#### [Task statement]
Your output should be the lines from the start of the data through the line containing "of the green", exactly and nothing more.

━━━━━━━━━━━━━━━━━━━━━━━━━━━━━━

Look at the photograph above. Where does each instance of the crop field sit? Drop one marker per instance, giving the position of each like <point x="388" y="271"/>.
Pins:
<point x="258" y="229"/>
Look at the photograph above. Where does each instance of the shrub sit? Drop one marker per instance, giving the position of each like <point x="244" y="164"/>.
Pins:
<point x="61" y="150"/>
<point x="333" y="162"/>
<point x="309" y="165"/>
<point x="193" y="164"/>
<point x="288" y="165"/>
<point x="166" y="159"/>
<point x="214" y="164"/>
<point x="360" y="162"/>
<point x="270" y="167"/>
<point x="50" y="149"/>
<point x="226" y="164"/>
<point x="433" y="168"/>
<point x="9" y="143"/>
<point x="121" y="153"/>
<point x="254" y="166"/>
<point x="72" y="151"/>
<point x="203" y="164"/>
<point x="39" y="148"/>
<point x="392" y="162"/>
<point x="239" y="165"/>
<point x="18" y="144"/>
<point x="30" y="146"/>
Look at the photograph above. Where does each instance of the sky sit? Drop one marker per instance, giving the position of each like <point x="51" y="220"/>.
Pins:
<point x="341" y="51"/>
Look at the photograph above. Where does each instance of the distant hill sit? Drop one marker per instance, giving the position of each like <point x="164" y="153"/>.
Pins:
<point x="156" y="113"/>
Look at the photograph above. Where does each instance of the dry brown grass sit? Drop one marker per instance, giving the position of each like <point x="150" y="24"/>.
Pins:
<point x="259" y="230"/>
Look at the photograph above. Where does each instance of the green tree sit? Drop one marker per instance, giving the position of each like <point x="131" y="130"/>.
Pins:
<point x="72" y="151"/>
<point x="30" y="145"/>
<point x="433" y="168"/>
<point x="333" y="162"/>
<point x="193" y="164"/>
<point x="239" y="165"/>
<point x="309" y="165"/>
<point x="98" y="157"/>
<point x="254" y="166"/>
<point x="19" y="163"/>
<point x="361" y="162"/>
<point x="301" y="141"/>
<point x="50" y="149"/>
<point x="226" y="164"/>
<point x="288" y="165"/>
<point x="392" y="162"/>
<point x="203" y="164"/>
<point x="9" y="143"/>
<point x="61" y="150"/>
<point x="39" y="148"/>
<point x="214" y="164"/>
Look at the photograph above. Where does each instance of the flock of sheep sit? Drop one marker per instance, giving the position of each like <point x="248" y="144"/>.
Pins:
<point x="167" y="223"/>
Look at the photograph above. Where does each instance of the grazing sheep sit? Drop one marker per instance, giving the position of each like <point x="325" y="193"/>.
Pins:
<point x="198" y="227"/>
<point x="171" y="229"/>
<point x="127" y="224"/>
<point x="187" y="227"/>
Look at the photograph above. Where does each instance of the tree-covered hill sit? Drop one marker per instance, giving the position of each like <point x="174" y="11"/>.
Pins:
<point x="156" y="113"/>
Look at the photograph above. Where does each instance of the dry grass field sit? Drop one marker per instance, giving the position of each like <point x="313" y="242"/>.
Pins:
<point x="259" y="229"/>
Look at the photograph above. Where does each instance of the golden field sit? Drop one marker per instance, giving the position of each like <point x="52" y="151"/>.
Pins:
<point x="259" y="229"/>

━━━━━━━━━━━━━━━━━━━━━━━━━━━━━━

#### [Solution to this exercise]
Look at the photograph above. Where does each instance of the crop field sit? Drop one marker per instance, giving the position of each like <point x="388" y="271"/>.
Pins:
<point x="258" y="229"/>
Look at the photograph above. Where does each instance of the shrub sit? Drop one marker per instance, giving the position of each like <point x="244" y="164"/>.
Pins:
<point x="61" y="150"/>
<point x="333" y="162"/>
<point x="309" y="165"/>
<point x="193" y="164"/>
<point x="288" y="165"/>
<point x="166" y="159"/>
<point x="214" y="164"/>
<point x="360" y="162"/>
<point x="270" y="167"/>
<point x="50" y="149"/>
<point x="226" y="164"/>
<point x="433" y="168"/>
<point x="9" y="143"/>
<point x="121" y="153"/>
<point x="254" y="166"/>
<point x="72" y="151"/>
<point x="203" y="164"/>
<point x="39" y="148"/>
<point x="392" y="162"/>
<point x="239" y="165"/>
<point x="18" y="144"/>
<point x="30" y="146"/>
Look at the photograph above. Where does each instance of the sky sit? Drop one marker per instance, giving the position of each like <point x="51" y="220"/>.
Pins:
<point x="341" y="51"/>
Look at the photograph above. Where does each instance of the distant hill sit? Drop one marker per instance, giving the position of each like <point x="164" y="153"/>.
Pins:
<point x="156" y="113"/>
Look at the photograph above. Where does each instance of the dry brown grass sit? Drop one marker per instance, giving the position of each like <point x="150" y="24"/>.
Pins:
<point x="259" y="230"/>
Look at the photograph above. Where does each instance of the green tree sit? Drop one marker per instance, giving the position of each like <point x="131" y="130"/>.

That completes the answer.